===== Passage shown

In 1931, Crane imported two Pyrs from Europe. The female, Anie, would die of distemper, but the male, Urdos, would go on to become the first Great Pyrenees to be shown at an AKC show (1932), sire of the first Pyrenees litter born in America (1933), and the first AKC champion Great Pyrenees (1934). Crane later referred to him as the father of the breed in America.
Mary Crane, Champion of The Great Pyrenees
Crane’s Basquaerie Great Pyrenees kennel produced many “firsts” for the Great Pyrenees. The outstanding dogs hailing from her kennel include the first Pyr obedience titlist and the first AKC Working Group winner. She brought the breed to the attention of the dog-loving public. Her wealth and social clout helped open doors, and the AKC recognized the Great Pyrenees as a regular member of the Working Group in 1934. “Her talents were organization and promotion,” says Ziehl. “She was unflagging in her promotion of the Great Pyrenees, and brought the breed the AKC recognition she desired.”

==========
===== Excerpted data

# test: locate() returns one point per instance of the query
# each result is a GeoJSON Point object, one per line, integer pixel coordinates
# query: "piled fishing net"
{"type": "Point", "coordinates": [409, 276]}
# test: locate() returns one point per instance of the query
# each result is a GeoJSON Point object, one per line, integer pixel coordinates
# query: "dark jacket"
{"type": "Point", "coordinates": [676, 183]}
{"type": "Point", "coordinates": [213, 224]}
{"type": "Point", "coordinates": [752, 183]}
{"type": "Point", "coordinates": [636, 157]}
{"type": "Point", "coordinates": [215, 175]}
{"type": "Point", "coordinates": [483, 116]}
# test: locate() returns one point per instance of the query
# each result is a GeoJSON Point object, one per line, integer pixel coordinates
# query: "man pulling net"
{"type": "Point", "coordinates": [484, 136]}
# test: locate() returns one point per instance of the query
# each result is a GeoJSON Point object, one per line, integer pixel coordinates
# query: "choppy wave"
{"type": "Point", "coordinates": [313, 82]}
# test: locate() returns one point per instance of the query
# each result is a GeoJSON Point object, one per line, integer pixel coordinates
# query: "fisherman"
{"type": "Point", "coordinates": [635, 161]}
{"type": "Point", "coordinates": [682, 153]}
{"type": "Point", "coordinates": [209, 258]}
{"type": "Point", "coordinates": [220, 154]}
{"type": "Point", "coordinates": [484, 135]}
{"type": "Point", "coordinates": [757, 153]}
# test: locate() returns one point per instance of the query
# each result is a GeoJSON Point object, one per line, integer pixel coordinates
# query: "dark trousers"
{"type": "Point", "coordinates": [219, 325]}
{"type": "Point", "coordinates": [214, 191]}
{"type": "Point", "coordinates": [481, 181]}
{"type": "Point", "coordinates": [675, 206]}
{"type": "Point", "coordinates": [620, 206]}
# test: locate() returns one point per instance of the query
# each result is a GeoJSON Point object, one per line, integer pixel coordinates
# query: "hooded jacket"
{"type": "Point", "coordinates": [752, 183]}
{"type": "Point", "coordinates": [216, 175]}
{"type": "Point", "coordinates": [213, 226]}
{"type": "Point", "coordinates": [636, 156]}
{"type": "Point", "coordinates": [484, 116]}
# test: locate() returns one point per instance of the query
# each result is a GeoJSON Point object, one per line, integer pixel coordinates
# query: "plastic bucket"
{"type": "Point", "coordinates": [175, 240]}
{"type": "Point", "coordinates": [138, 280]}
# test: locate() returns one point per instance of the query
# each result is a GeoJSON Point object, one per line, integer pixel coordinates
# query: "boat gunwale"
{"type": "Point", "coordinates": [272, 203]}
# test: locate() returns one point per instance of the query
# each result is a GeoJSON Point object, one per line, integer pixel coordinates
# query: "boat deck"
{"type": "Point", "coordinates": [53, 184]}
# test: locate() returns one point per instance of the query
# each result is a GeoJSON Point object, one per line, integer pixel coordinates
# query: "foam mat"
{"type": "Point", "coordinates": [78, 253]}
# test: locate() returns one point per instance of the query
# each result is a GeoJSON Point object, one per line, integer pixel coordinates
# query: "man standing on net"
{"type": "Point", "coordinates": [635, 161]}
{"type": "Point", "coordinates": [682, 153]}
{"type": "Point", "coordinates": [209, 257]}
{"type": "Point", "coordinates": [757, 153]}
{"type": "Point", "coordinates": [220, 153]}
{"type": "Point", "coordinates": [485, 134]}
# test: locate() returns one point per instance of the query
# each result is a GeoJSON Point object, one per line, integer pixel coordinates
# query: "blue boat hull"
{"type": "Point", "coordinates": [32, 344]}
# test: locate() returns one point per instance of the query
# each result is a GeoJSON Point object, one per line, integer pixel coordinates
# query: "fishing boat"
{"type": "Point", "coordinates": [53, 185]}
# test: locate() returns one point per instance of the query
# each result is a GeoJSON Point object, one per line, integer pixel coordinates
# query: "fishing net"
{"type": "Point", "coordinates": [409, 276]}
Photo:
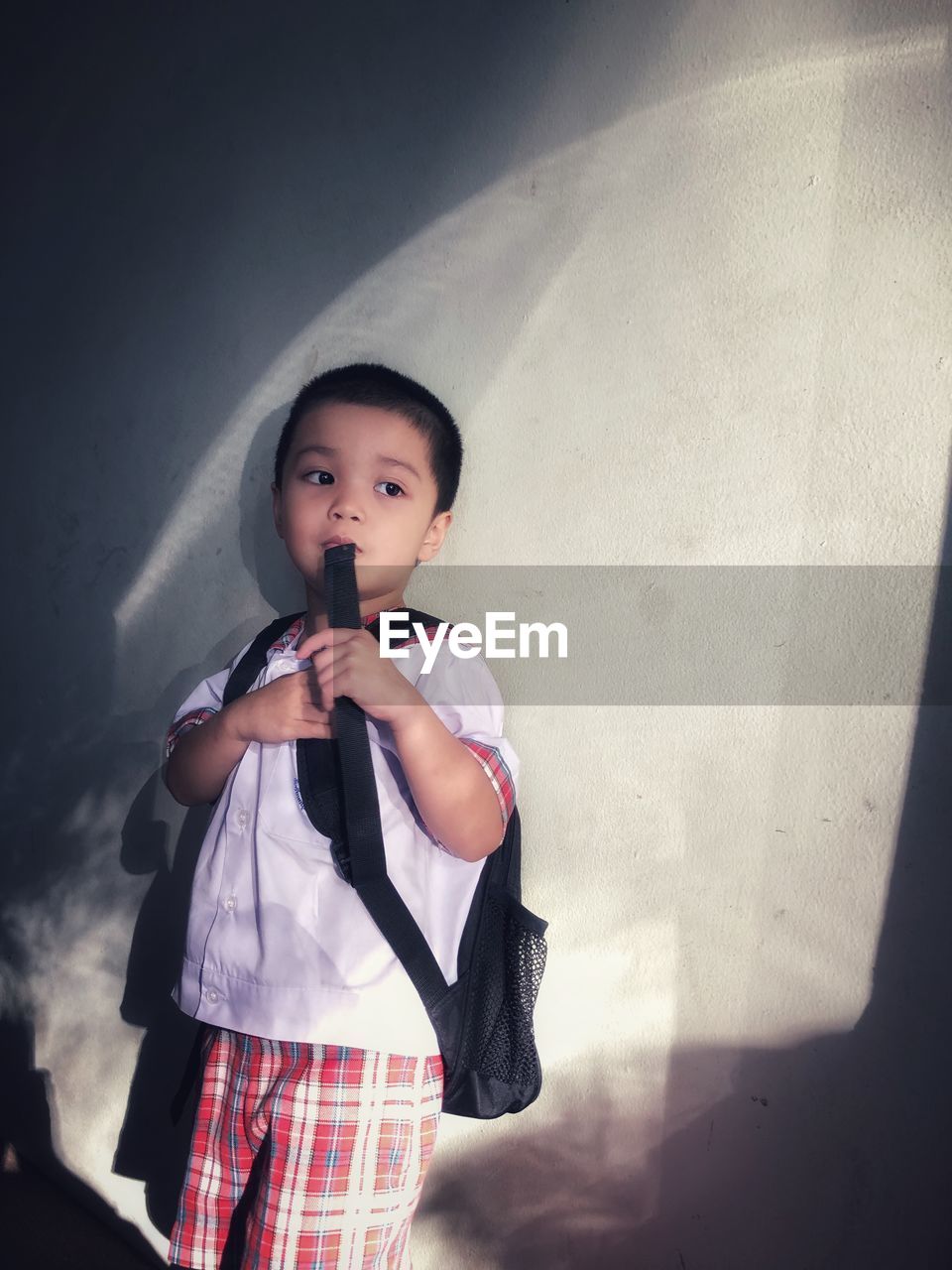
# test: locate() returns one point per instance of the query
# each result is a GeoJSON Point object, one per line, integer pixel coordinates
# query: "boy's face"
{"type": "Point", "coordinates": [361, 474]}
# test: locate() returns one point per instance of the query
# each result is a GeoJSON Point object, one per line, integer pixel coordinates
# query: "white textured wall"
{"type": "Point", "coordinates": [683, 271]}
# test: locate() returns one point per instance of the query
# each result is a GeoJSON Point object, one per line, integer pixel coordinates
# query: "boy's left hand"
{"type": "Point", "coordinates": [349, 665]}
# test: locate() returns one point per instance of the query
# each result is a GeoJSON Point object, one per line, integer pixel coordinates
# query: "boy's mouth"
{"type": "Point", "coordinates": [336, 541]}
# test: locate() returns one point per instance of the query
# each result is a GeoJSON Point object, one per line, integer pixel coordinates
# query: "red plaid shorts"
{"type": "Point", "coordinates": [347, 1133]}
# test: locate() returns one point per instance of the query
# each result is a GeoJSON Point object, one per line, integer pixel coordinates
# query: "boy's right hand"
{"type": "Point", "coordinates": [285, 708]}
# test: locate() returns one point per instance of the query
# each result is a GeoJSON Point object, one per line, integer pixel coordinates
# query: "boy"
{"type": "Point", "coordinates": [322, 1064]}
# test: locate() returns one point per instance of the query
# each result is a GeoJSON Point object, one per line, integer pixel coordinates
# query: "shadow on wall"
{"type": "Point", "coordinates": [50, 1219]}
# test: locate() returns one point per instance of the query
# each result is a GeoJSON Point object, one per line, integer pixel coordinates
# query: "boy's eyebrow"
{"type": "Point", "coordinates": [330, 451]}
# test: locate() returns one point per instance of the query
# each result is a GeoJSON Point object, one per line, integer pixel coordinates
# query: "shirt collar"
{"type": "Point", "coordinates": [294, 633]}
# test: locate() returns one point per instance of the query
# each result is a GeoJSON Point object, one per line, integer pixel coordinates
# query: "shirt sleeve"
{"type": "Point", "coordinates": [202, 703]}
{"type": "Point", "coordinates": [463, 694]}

==========
===== Excerpted data

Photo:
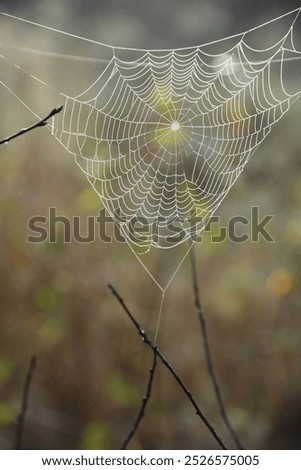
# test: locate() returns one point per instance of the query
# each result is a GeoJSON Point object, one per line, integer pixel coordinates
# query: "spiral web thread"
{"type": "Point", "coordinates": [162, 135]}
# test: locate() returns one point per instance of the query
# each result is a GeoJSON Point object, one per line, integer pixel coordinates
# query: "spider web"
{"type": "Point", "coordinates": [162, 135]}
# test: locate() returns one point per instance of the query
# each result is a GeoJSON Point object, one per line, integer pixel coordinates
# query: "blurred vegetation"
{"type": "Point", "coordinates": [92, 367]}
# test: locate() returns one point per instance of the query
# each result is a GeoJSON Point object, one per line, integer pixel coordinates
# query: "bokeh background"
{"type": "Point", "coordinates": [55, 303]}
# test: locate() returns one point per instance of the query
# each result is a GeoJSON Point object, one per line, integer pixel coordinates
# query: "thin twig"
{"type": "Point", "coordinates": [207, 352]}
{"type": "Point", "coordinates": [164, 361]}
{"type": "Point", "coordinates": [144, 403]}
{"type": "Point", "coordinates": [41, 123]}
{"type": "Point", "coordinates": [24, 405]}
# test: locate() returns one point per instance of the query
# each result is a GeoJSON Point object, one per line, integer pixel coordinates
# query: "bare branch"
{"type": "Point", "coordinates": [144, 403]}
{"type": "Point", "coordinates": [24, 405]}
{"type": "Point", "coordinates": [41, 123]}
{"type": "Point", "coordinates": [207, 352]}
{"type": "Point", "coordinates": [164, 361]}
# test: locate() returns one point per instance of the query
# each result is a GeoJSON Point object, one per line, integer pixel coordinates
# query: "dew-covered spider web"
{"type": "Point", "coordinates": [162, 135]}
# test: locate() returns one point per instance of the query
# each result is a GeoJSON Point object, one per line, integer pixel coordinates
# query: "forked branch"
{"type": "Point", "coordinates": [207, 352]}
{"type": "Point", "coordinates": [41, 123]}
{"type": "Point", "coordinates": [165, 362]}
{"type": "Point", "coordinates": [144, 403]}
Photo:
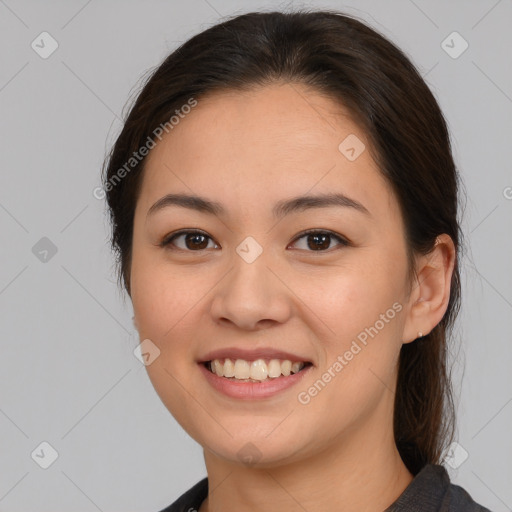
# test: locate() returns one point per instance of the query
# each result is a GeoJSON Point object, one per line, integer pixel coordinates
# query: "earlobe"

==========

▶ [Exercise directions] Please continue the passage on Mary Crane and the Great Pyrenees, picking up right after its final sentence.

▶ [Output]
The Cranes made repeated trips to Europe, brushing elbows with both royalty and the fabulously wealthy, many of whom kept huge kennels of Pyrenees. They always brought four or five dogs home with them, eventually importing 60 Pyrenees from a variety of Europe’s finest bloodlines.
Trouble for the Great Pyrenees in Europe
By the time of their last trip, in 1939, World War II had already cut off supplies needed to feed dogs. One of France’s top breeders brought Crane seven famished Pyrs, knowing their only hope of survival would be in America. The dogs and their bloodline were saved, though the breeder was never heard from again.
“Mrs. Crane was clearly the savior of the breed,” says Ziehl. “Without her, I surely doubt that the dog we know today would have survived in Europe. There were desperate times in France, where feeding a kennel of dogs was unthinkable. These people could barely feed themselves. She became a lifeline for many French breeders to save their bloodlines by taking the dogs and shipping them to the U.S.”
Of course, not every endeavor of the Cranes turned out as hoped. During World War II, the couple donated many Great Pyrenees to the Dogs for Defense Program, but none of them worked out and all were eventually returned. Ziehl comments, “The largest problem was they protected as far as they could roam. With no fences or containers they scattered, finding and protecting people and animals alike.”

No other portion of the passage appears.